* [QUOTED PASSAGE]
Well ok, but papers are at least reliable because they’re full of citations of other work, right? Right, but 90 percent of papers are never cited at all (Smithsonian, above), so citations tend to come disproportionately from a very few papers. Then these citations in turn spawn further citations, in an ever lengthening and uncritical chain, until the original paper can end up all but forgotten.
To give one example, low-fat diets have been a nutritional shibboleth for decades, yet when the lo-carb craze kicked off a few years ago and sent seismic shocks through the weight loss industry, some researchers actually looked again at the published research on dietary fat. It turned out that all the established ‘knowledge’ about fats in diets, and the official advice given by the US and UK for decades, stemmed from just 6 studies in the 1970s. Even those studies were heavily qualified by the researchers at the time, with some saying dietary advice based on them should never have been issued (bit.ly/2NilfzI). What everyone assumed was rock-solid science in reality stood on very shaky foundations.

(Saved data entries)
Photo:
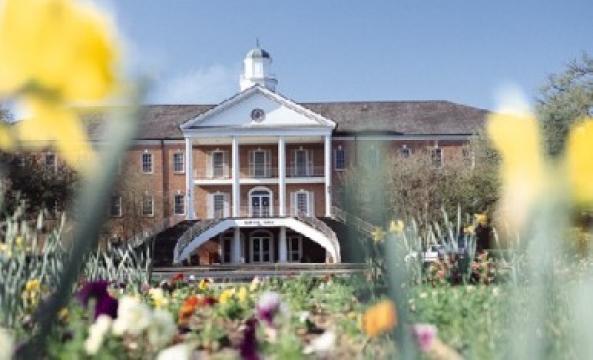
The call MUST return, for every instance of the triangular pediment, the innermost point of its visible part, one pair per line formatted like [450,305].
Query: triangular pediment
[258,108]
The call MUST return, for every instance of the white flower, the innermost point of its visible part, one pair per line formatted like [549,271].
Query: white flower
[162,328]
[322,344]
[6,344]
[177,352]
[97,333]
[133,316]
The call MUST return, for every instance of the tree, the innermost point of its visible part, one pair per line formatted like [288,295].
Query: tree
[566,98]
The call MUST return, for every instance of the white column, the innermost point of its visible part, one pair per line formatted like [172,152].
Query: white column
[235,175]
[236,248]
[189,180]
[281,176]
[328,169]
[282,251]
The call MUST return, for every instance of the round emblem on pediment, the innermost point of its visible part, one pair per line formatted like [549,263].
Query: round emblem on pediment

* [WORK REQUEST 1]
According to the passage on research citations, what share of papers are never cited at all?
* [WORK REQUEST 2]
Rewrite the passage on research citations between "To give one" and "very shaky foundations.", inclusive, changing "shaky" to "unsteady".

* [EXPECTED OUTPUT 1]
90 percent

* [EXPECTED OUTPUT 2]
To give one example, low-fat diets have been a nutritional shibboleth for decades, yet when the lo-carb craze kicked off a few years ago and sent seismic shocks through the weight loss industry, some researchers actually looked again at the published research on dietary fat. It turned out that all the established ‘knowledge’ about fats in diets, and the official advice given by the US and UK for decades, stemmed from just 6 studies in the 1970s. Even those studies were heavily qualified by the researchers at the time, with some saying dietary advice based on them should never have been issued (bit.ly/2NilfzI). What everyone assumed was rock-solid science in reality stood on very unsteady foundations.